Driven to breaking point – what one character calls both "doomsday and a call to prayer" – the women seize a window of time when the men of the colony have left to bail out the rapists, and gather in secret to discuss their course of action.

A decision needs to be made: Will they simply forgive the men, as their religious doctrine dictates; will they hold their ground and fight; or will they leave the colony and set out for another, hopefully better world?

For a while, debate rages. Some of the older women, including the severe, scarred Janz (co-producer Frances McDormand, looking like a vision of Bergman's Death), argue that they must abide by the colony's rules and forgive the men for the sake of their souls.

The younger women are torn.

Mariche, a terminally abused mother played by Jessie Buckley (Men; I'm Thinking of Ending Things), favours forgiveness, while Salome (Claire Foy, The Crown), whose three-year-old daughter has been raped, wants to stay and fight – and, understandably, exact bloody vengeance.

Buckley told Vanity Fair: "A lot happened in the attic — we laughed, we cried, we got pissed off with each other…" (Supplied: Universal/Michael Gibson)

The strangely beatific Ona (Rooney Mara, Nightmare Alley; Carol), meanwhile, remains ambivalent, despite carrying the child of her recent assailant. She's the movie's fulcrum, its conscience.

Because the women are illiterate – the colony permits only its men to read and write – they employ a male schoolteacher, August (Ben Whishaw, No Time To Die), to take the meeting minutes and lend a sympathetic ear. (If you're going to let one male into your inner sanctum, it may as well be the voice of Paddington.)

Rooney Mara had her baby River (with partner Joaquin Phoenix) with her on set, taking breaks to breastfeed. (Supplied: Universal/Michael Gibson)

If you were hoping that a movie titled Women Talking wasn't going to be didactic in some way, you're going to be disappointed – and, it might be argued, missing the point.

Let it not be said that Polley's film doesn't deliver on the promise of its title.

With a narrative necessarily distilled from a more nuanced, complex piece of writing, the film might risk coming across as too rhetorical, its characters mouthpieces for the culture war – a movie in which, say, the depiction of a trauma-affected trans-masc youth (played with delicacy by non-binary actor August Winter) could scan as a cynical bid for topicality in the wrong hands.

Yet Polley (Take This Waltz; Away from Her) is an intelligent, intuitive filmmaker who treats the material with enough sincerity – and crucially, filmmaking curiosity – to keep it from curdling into schematic dot points.

An actor-turned-director, she's also keenly attendant to performance, ensuring her characters talk and act with an essential humanity that deepens the movie's broader ideas. (The film's occasional comic asides, full of unexpected life and laughter, are playful, invigorating counterpoints to the presiding gloom.)

Mara brought a fart machine onto the set – a way to diffuse tension and initiate real laughter. (Supplied: Universal/Michael Gibson)

## [Dataset content]
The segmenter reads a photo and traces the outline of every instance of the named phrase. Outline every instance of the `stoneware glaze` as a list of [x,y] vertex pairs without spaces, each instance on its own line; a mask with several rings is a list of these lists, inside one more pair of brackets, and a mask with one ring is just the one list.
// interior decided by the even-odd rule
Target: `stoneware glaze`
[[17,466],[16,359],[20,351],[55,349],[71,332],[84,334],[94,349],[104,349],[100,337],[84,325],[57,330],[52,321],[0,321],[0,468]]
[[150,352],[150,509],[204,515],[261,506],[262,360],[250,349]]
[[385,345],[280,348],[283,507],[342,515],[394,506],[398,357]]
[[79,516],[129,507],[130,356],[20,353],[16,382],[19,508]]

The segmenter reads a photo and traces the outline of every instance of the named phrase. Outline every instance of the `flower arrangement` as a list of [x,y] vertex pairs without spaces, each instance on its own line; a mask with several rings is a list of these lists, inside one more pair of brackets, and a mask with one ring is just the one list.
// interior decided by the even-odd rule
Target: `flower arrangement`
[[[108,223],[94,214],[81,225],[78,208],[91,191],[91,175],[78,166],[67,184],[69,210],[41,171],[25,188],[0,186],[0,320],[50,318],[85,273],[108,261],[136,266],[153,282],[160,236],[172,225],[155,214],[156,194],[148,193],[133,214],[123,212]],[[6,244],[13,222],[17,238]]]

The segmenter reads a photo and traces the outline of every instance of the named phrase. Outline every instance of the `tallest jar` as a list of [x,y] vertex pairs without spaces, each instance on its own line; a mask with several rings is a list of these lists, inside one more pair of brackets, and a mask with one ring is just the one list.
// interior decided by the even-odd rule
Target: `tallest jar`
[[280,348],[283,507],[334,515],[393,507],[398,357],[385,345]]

## [Exercise brief]
Rewrite the part of the Women Talking review starting at "A decision needs" and ending at "women are torn.", with "colony" changed to "settlement" throughout.

## [Exercise response]
A decision needs to be made: Will they simply forgive the men, as their religious doctrine dictates; will they hold their ground and fight; or will they leave the settlement and set out for another, hopefully better world?

For a while, debate rages. Some of the older women, including the severe, scarred Janz (co-producer Frances McDormand, looking like a vision of Bergman's Death), argue that they must abide by the settlement's rules and forgive the men for the sake of their souls.

The younger women are torn.